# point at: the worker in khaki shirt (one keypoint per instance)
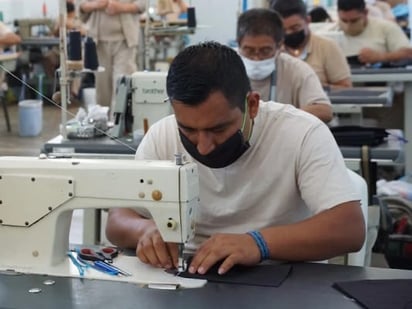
(7, 37)
(322, 54)
(114, 26)
(371, 39)
(278, 76)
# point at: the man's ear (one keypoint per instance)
(253, 104)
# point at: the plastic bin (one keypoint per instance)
(30, 117)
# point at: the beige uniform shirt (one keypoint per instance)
(103, 27)
(326, 59)
(296, 84)
(305, 178)
(380, 35)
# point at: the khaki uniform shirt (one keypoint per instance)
(296, 84)
(380, 35)
(326, 59)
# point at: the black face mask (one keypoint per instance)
(223, 155)
(295, 39)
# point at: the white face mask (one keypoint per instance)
(259, 69)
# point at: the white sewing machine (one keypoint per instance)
(38, 196)
(141, 100)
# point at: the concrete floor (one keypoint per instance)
(11, 144)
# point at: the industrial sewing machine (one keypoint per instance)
(26, 25)
(38, 196)
(141, 100)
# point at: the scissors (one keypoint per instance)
(106, 254)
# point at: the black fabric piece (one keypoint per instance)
(379, 294)
(260, 275)
(358, 136)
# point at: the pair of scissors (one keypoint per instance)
(106, 254)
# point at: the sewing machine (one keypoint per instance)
(26, 24)
(141, 100)
(38, 196)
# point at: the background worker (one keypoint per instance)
(114, 25)
(298, 209)
(275, 75)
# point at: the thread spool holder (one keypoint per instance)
(68, 69)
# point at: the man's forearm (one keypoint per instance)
(322, 111)
(10, 39)
(331, 233)
(131, 8)
(125, 227)
(88, 7)
(398, 55)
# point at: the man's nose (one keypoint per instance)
(205, 143)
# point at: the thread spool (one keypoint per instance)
(91, 61)
(191, 17)
(74, 51)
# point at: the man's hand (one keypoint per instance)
(151, 249)
(368, 55)
(231, 248)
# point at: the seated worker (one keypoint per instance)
(278, 76)
(7, 37)
(172, 9)
(72, 22)
(263, 167)
(7, 40)
(322, 54)
(319, 15)
(373, 40)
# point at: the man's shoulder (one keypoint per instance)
(289, 62)
(376, 24)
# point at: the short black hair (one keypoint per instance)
(208, 67)
(319, 14)
(287, 8)
(349, 5)
(256, 22)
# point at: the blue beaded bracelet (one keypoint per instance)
(261, 243)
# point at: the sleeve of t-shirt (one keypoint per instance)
(395, 37)
(310, 89)
(337, 68)
(322, 175)
(161, 142)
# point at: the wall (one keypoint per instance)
(13, 9)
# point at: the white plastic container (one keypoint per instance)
(89, 97)
(30, 117)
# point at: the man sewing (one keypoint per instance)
(322, 54)
(273, 184)
(276, 75)
(372, 40)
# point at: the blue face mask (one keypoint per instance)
(224, 154)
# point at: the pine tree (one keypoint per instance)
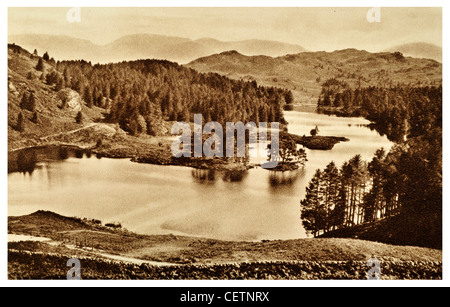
▬▬▬▬▬▬
• **Problem to work on**: Change every occurrence of "face mask" in these lines to "facial covering", leaving all else unchanged, and give the full set of lines again without the pictures.

• **Result of this task**:
# point at: the worker in khaki shirt (one keypoint per instance)
(7, 37)
(322, 54)
(114, 26)
(371, 39)
(278, 76)
# point at: the man's ear (one keypoint per instance)
(253, 104)
# point at: the plastic bin (one keypoint per instance)
(30, 117)
# point at: the beige uniform shirt (one keypoint per instance)
(103, 27)
(326, 59)
(296, 84)
(305, 178)
(380, 35)
# point at: the khaki uniform shirt (one keypoint per instance)
(296, 84)
(380, 35)
(326, 59)
# point at: the black facial covering (one keypoint per instance)
(223, 155)
(295, 39)
# point at: the white facial covering (one keypoint per instance)
(259, 69)
# point at: the white sewing machine (one keypoint per instance)
(38, 196)
(141, 100)
# point at: the concrete floor (one keypoint per instance)
(11, 144)
# point at: the industrial sewing machine (one keypoint per instance)
(26, 25)
(38, 196)
(141, 100)
# point at: the scissors (one keypoint per instance)
(106, 254)
# point at: the black fabric piece (one keypoint per instance)
(379, 294)
(260, 275)
(358, 136)
# point at: the pair of scissors (one keypoint per instance)
(106, 254)
# point at: the sewing machine (one keypoint per instance)
(26, 24)
(141, 100)
(38, 196)
# point at: the background worker (one keypoint per instance)
(114, 25)
(298, 209)
(275, 75)
# point at: the thread spool holder (one keypoint per instance)
(68, 69)
# point at: the man's forearm (one keypoint per instance)
(322, 111)
(10, 39)
(331, 233)
(131, 8)
(125, 227)
(88, 7)
(398, 55)
# point at: the man's nose (one keypoint per instance)
(205, 143)
# point at: the thread spool (one keypoint per instance)
(91, 61)
(191, 17)
(74, 51)
# point at: the man's hand (one keypoint per instance)
(151, 249)
(368, 55)
(231, 248)
# point at: the seated worker (one keypoint per instance)
(278, 76)
(7, 37)
(172, 9)
(72, 22)
(263, 167)
(7, 40)
(322, 54)
(319, 15)
(373, 40)
# point at: the man's shoulder (one keypoint per instance)
(289, 62)
(376, 24)
# point at: the short black hair (one keypoint per instance)
(208, 67)
(319, 14)
(287, 8)
(349, 5)
(256, 22)
# point at: the blue beaded bracelet (one keypoint per instance)
(261, 243)
# point at: the sleeve of t-shirt (one keypoint per instance)
(395, 37)
(310, 89)
(337, 68)
(322, 175)
(161, 142)
# point at: the wall (one keypoint per instance)
(13, 9)
# point at: the white plastic container (one keypoint per instance)
(89, 97)
(30, 117)
# point at: the man sewing (one keypoint per instance)
(322, 54)
(273, 184)
(276, 75)
(372, 40)
# point at: the blue facial covering (one keypoint per instance)
(224, 154)
# point at: the pine tree (one keypoint per instance)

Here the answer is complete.